> PROBLEM DETAILS:
Write out exactly the lines running from the line that includes "Guideline: for every instance of the shoreline, the" to the end of the data, both ends included, and nothing besides.

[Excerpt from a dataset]
+---+

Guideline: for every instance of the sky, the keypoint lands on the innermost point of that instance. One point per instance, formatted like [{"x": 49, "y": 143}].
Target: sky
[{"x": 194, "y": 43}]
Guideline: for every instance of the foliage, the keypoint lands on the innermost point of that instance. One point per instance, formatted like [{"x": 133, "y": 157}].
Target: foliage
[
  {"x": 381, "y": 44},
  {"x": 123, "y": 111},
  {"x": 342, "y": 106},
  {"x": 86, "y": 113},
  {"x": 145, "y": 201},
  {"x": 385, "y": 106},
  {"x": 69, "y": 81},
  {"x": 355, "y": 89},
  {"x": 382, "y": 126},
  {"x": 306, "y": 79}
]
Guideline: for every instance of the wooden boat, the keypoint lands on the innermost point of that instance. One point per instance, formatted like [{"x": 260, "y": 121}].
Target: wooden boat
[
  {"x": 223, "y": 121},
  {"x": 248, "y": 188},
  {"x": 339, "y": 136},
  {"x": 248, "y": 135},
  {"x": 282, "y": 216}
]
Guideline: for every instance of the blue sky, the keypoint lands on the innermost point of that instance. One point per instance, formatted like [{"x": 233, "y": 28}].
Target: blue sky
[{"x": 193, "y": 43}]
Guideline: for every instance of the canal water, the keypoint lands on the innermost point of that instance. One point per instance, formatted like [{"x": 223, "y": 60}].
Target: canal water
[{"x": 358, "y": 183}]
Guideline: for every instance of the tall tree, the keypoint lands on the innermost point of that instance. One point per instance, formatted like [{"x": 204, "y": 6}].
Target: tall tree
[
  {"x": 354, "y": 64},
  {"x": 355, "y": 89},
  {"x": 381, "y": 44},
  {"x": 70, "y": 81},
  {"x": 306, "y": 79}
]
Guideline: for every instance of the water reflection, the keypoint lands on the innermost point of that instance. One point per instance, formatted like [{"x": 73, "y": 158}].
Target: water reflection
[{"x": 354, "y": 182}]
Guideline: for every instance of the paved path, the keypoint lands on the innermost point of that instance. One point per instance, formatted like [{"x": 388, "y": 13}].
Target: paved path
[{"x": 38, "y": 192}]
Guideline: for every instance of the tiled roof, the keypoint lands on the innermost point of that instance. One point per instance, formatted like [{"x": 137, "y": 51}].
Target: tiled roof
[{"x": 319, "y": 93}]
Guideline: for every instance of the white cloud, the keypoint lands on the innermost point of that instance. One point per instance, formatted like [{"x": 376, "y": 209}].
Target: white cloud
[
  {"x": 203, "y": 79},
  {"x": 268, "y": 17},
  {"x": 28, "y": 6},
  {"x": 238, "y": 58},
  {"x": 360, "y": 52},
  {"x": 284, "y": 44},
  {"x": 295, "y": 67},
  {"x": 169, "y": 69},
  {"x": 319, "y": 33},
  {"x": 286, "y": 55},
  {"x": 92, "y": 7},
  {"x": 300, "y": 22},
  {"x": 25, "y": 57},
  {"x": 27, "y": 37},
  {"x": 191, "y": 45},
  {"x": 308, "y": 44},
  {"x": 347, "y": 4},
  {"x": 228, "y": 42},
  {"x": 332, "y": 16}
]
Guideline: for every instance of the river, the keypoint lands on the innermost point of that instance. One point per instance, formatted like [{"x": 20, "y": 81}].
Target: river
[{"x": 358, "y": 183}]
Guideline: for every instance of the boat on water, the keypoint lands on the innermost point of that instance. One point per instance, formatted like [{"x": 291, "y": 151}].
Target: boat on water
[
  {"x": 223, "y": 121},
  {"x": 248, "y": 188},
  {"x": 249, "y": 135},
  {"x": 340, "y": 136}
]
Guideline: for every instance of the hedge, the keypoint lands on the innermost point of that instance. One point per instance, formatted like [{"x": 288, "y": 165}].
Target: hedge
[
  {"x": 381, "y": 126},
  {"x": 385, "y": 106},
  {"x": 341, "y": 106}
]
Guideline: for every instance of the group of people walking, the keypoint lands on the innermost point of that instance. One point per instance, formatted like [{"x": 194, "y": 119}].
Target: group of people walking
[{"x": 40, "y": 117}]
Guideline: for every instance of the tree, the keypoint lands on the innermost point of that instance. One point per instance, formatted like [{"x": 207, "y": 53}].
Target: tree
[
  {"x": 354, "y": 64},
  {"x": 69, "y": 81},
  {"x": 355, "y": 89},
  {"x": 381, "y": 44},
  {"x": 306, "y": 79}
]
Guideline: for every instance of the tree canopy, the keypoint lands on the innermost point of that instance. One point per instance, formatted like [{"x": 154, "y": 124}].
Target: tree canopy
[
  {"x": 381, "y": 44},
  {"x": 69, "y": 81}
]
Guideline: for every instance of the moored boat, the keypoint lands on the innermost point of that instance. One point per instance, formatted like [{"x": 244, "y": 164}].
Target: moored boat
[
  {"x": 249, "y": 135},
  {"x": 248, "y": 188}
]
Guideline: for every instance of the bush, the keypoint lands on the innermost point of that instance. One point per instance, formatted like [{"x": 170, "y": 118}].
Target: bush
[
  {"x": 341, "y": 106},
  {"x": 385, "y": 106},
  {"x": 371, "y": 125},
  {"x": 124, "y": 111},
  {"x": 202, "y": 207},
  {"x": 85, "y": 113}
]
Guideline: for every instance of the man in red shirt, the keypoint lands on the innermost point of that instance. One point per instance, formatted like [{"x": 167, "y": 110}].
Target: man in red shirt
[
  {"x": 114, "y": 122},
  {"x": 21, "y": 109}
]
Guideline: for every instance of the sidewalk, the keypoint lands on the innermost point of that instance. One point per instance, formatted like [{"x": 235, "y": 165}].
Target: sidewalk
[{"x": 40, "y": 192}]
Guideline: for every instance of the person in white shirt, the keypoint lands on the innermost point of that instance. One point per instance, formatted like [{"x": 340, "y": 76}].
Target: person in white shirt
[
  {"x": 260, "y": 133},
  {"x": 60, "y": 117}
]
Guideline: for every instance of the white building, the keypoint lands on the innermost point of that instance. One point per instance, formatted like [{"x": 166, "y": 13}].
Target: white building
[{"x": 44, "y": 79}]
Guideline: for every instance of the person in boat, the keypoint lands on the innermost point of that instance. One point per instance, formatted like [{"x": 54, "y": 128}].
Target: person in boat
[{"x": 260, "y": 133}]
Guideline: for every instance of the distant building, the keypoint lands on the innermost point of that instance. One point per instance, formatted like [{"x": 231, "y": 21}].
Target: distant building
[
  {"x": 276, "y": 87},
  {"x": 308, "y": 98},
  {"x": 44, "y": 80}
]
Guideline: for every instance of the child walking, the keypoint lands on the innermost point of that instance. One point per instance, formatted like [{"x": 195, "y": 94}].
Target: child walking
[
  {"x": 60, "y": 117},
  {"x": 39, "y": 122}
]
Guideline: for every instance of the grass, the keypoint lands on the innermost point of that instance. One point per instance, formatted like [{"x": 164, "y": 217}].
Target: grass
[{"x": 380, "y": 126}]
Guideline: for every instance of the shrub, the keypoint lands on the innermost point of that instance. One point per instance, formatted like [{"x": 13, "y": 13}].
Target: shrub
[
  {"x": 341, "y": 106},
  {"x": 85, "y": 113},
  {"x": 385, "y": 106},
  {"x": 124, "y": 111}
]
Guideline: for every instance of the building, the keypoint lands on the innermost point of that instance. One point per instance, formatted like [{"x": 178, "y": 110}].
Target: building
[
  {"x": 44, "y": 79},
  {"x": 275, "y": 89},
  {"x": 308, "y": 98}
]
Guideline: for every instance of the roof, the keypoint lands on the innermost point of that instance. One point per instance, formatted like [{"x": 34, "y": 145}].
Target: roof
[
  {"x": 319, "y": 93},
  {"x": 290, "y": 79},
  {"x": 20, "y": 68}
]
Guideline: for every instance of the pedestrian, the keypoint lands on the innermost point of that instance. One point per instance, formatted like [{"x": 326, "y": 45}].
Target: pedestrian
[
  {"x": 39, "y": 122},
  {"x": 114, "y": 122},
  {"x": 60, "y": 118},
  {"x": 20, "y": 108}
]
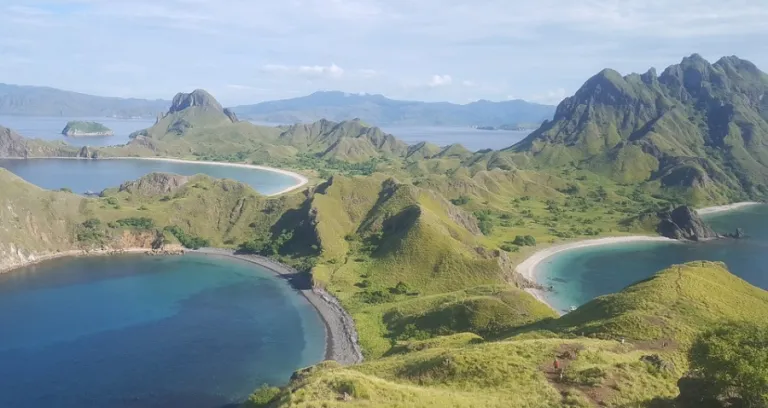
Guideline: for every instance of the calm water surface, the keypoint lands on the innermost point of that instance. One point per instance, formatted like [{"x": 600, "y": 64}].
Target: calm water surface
[
  {"x": 95, "y": 175},
  {"x": 136, "y": 331},
  {"x": 580, "y": 275},
  {"x": 49, "y": 128}
]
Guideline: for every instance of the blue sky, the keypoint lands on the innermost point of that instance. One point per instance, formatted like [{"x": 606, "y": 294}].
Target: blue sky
[{"x": 247, "y": 51}]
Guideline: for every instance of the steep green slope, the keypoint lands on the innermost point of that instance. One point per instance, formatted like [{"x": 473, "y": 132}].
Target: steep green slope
[
  {"x": 657, "y": 317},
  {"x": 698, "y": 127}
]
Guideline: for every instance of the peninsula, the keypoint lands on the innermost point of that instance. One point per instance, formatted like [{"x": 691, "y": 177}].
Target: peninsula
[{"x": 86, "y": 129}]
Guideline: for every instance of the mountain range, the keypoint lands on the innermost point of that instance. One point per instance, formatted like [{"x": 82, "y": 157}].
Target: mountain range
[
  {"x": 44, "y": 101},
  {"x": 697, "y": 126},
  {"x": 380, "y": 111},
  {"x": 333, "y": 106}
]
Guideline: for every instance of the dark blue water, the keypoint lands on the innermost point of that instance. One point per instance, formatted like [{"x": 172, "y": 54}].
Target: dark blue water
[
  {"x": 580, "y": 275},
  {"x": 95, "y": 175},
  {"x": 136, "y": 331},
  {"x": 49, "y": 128}
]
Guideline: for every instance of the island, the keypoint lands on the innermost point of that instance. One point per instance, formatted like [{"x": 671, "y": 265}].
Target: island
[{"x": 78, "y": 128}]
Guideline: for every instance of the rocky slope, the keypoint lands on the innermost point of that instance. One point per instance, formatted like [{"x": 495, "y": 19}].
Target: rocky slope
[
  {"x": 698, "y": 126},
  {"x": 684, "y": 223}
]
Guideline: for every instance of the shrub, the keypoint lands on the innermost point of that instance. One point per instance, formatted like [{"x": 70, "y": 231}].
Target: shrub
[
  {"x": 526, "y": 240},
  {"x": 400, "y": 289},
  {"x": 730, "y": 362},
  {"x": 462, "y": 200},
  {"x": 262, "y": 397},
  {"x": 136, "y": 222},
  {"x": 188, "y": 241}
]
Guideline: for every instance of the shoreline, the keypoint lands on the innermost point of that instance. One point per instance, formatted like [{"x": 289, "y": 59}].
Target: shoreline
[
  {"x": 527, "y": 268},
  {"x": 341, "y": 340},
  {"x": 724, "y": 208},
  {"x": 76, "y": 253},
  {"x": 301, "y": 180},
  {"x": 341, "y": 344}
]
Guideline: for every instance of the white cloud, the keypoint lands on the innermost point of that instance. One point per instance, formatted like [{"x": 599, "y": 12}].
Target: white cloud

+---+

> COMPLETE RESPONSE:
Guideline: for every instance of the shoreline, the keypoint lands on the innermost point of that instance. One point per instance, formatted like [{"x": 289, "y": 59}].
Target: shoreline
[
  {"x": 527, "y": 268},
  {"x": 341, "y": 340},
  {"x": 724, "y": 208},
  {"x": 76, "y": 253},
  {"x": 301, "y": 180},
  {"x": 341, "y": 344}
]
Guideline: for every instance of the white cloud, the keypoint lands on the innermost point of that instance. One point per instance, formatted like [{"x": 599, "y": 12}].
Target: white cloud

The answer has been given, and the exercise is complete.